What is expected. Edit the material from the line with "Please trace the outline of every instance of the gravel" up to and including the line with "146], [274, 168]]": replace "gravel ground" with "pebble ground" and leave everything else unchanged.

>> BEGIN Entries provided

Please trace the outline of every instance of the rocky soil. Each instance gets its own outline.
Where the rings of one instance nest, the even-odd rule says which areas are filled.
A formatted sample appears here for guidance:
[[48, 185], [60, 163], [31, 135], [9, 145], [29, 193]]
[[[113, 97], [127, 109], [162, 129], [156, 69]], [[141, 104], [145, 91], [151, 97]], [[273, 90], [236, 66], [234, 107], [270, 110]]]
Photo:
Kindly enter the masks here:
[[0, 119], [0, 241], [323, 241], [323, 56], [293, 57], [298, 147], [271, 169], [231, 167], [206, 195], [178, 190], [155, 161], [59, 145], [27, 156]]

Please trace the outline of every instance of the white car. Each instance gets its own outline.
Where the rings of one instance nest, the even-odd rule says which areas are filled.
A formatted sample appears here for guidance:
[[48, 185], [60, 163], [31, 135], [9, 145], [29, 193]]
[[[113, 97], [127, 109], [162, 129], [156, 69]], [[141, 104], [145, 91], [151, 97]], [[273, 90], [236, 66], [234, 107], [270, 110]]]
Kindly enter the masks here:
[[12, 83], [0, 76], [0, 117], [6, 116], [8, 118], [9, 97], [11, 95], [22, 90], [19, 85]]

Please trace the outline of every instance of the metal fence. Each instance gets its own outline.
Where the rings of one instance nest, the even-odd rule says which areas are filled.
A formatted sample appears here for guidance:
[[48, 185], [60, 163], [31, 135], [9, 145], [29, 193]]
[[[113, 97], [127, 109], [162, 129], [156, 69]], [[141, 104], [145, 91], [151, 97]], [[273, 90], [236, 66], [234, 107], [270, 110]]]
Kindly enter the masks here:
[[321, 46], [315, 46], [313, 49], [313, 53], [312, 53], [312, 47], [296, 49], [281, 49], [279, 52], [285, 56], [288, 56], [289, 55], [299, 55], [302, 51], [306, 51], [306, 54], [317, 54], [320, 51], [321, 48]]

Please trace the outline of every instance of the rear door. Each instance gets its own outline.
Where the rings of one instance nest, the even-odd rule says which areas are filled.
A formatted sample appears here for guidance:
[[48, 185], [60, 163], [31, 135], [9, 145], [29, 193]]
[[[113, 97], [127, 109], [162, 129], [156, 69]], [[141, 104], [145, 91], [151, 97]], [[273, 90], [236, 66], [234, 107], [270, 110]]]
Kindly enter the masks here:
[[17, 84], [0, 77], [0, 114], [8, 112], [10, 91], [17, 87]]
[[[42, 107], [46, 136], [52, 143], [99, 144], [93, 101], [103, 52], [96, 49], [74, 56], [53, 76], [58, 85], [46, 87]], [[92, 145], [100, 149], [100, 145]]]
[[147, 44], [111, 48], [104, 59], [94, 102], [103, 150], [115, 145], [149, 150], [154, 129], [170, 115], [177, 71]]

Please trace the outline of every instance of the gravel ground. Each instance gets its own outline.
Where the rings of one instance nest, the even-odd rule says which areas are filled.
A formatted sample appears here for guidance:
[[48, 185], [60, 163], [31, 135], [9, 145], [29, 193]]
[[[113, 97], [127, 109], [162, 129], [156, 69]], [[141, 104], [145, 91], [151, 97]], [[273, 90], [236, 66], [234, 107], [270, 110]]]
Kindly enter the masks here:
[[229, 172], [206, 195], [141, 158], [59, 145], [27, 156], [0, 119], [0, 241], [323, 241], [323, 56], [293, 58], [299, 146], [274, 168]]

>> END Entries provided
>> BEGIN Entries provided

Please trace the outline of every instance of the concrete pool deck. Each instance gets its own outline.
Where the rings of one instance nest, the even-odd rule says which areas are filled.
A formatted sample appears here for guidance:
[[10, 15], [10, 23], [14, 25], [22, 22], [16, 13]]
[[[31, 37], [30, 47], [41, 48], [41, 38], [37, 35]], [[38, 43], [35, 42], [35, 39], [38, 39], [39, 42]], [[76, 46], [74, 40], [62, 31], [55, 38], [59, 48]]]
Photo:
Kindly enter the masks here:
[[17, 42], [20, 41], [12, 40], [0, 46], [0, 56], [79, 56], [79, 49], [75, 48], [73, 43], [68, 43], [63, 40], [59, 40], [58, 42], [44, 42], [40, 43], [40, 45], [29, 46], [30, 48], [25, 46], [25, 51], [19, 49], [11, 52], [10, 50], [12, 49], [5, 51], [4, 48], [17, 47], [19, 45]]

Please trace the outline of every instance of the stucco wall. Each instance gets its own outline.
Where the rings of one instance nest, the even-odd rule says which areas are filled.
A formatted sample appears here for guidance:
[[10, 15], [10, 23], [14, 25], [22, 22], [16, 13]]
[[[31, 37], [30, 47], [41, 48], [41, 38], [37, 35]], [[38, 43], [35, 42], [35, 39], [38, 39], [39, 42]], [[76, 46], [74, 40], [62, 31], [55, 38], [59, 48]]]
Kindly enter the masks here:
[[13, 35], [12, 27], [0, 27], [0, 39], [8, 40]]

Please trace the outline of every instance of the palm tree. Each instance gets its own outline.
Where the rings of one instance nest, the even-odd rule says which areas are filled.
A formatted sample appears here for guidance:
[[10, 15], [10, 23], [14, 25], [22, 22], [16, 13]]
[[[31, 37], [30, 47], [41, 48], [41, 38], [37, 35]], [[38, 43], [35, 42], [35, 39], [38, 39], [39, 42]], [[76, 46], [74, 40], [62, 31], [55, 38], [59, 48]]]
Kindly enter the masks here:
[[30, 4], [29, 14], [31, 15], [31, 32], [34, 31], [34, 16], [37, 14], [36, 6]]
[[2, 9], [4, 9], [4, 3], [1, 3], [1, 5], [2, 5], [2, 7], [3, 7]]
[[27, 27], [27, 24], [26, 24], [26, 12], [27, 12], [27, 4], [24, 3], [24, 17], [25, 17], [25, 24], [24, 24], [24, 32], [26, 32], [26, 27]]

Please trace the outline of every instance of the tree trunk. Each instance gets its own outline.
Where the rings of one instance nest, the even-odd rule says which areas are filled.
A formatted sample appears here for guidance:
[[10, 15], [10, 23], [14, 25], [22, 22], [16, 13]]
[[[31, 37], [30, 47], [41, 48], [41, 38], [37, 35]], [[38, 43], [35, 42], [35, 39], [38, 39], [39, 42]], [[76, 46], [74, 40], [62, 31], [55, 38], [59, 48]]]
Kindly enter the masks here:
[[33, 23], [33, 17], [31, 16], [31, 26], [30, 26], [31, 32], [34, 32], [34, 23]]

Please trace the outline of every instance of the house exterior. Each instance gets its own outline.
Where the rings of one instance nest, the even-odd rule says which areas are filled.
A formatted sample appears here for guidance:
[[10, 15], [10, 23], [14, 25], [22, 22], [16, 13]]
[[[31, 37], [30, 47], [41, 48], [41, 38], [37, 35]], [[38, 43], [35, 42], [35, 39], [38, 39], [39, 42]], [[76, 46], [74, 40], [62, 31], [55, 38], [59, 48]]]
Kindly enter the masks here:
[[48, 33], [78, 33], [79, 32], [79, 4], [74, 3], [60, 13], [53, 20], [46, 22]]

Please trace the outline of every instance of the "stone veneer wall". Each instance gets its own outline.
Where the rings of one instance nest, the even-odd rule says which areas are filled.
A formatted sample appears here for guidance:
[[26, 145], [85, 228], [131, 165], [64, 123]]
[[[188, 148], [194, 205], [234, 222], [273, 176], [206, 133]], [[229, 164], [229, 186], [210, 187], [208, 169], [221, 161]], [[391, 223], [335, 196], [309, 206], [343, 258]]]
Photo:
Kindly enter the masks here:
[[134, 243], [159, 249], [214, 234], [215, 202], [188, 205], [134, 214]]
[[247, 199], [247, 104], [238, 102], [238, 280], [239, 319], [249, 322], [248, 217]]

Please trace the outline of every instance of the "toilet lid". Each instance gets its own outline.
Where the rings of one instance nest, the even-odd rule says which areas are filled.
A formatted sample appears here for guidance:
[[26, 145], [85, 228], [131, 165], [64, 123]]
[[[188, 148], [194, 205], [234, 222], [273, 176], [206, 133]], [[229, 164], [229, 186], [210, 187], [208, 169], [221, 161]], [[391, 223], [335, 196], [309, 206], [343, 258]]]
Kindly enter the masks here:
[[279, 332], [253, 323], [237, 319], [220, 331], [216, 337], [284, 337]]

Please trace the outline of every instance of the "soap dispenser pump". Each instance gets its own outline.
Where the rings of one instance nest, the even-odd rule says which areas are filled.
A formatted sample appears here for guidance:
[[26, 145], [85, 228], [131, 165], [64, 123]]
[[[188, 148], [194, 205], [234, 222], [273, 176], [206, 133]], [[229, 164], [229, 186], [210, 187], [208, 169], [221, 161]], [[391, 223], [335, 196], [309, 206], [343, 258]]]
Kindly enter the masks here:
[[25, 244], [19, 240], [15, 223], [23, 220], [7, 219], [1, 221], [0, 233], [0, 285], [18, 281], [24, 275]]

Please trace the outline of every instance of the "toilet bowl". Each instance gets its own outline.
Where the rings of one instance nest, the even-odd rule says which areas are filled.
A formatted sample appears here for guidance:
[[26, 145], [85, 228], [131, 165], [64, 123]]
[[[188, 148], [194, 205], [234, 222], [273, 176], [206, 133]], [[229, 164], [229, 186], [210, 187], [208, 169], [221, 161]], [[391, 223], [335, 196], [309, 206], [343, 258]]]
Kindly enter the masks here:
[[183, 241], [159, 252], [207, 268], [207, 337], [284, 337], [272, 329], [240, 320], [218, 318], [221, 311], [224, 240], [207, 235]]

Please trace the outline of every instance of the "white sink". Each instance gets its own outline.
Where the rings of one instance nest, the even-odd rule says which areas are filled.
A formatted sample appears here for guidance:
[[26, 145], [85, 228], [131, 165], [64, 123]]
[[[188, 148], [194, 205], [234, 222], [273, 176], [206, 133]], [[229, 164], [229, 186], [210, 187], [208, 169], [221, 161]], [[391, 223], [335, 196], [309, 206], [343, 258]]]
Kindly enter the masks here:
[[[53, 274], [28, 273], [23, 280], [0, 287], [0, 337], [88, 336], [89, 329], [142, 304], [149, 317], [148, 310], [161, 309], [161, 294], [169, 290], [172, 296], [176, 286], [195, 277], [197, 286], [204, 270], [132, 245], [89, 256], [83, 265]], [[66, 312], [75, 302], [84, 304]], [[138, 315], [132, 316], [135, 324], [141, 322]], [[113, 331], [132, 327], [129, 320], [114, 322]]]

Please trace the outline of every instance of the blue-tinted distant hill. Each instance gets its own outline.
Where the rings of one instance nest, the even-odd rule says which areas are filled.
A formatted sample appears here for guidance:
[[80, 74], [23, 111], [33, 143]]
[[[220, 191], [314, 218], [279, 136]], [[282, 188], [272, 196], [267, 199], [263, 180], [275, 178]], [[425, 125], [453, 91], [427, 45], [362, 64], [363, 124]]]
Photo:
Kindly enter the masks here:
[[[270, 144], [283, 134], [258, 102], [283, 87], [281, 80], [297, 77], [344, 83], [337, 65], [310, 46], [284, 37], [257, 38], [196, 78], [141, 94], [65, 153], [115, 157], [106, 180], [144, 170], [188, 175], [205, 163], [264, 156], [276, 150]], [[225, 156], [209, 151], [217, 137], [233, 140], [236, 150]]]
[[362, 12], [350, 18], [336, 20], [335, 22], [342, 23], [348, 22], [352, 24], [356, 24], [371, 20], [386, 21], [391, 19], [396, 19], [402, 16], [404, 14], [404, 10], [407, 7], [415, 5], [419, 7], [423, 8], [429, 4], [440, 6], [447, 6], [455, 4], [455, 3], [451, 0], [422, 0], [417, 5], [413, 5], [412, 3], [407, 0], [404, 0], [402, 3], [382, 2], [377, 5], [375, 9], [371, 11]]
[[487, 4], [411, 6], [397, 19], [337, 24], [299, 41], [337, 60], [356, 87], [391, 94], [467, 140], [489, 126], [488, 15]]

>> END Entries provided
>> BEGIN Entries provided

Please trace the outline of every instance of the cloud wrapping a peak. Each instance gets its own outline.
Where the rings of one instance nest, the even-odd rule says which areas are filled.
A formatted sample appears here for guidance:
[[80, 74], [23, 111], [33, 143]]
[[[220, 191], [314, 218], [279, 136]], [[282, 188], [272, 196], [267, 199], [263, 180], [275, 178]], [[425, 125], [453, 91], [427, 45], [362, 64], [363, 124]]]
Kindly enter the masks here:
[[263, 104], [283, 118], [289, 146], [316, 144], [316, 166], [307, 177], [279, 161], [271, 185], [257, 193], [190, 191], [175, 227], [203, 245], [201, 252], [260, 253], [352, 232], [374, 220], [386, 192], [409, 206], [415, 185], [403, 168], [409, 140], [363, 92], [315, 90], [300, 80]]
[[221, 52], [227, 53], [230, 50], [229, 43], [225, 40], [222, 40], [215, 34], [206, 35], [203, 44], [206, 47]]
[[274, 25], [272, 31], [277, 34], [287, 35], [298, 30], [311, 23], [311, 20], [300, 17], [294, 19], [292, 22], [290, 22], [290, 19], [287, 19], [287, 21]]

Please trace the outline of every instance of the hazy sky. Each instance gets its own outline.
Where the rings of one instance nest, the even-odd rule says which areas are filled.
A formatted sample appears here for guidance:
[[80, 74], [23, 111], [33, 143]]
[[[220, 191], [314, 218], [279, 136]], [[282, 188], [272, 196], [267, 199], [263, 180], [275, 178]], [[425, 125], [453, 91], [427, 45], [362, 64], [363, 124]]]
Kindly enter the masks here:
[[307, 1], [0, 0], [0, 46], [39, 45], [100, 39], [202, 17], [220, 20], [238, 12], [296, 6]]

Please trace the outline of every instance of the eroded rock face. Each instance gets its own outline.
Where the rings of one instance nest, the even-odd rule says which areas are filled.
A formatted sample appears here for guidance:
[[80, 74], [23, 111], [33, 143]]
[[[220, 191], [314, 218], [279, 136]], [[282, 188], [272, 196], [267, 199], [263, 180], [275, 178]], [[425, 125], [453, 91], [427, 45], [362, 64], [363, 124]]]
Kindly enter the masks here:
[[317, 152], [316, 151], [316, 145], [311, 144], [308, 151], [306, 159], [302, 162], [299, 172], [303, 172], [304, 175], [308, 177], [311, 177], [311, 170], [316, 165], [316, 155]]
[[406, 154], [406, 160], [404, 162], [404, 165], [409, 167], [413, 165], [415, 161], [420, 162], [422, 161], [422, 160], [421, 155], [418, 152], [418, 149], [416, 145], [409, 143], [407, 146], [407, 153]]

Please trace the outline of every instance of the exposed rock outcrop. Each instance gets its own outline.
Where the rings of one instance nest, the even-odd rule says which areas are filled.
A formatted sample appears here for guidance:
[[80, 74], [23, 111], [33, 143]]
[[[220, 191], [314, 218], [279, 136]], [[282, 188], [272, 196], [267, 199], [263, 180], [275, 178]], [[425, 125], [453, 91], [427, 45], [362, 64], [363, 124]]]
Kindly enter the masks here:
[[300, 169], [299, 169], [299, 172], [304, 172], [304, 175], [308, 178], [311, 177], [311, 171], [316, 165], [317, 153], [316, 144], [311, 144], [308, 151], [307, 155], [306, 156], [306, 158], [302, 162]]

>> END Entries provided

Response to this task.
Please trace the outline of every instance of the pebble ground. Each instance gets its own outline.
Where the rings of one instance nest, the even-odd rule says which areas are filled.
A formatted sample appears here for guidance:
[[48, 185], [60, 163], [31, 135], [9, 145], [29, 193]]
[[[113, 97], [127, 109], [162, 129], [156, 69]], [[141, 104], [145, 91], [151, 97]], [[273, 90], [236, 66], [234, 107], [270, 110]]]
Kindly enter the masks here:
[[229, 172], [206, 195], [141, 158], [59, 145], [27, 156], [0, 119], [0, 241], [323, 241], [323, 56], [293, 58], [299, 146], [274, 168]]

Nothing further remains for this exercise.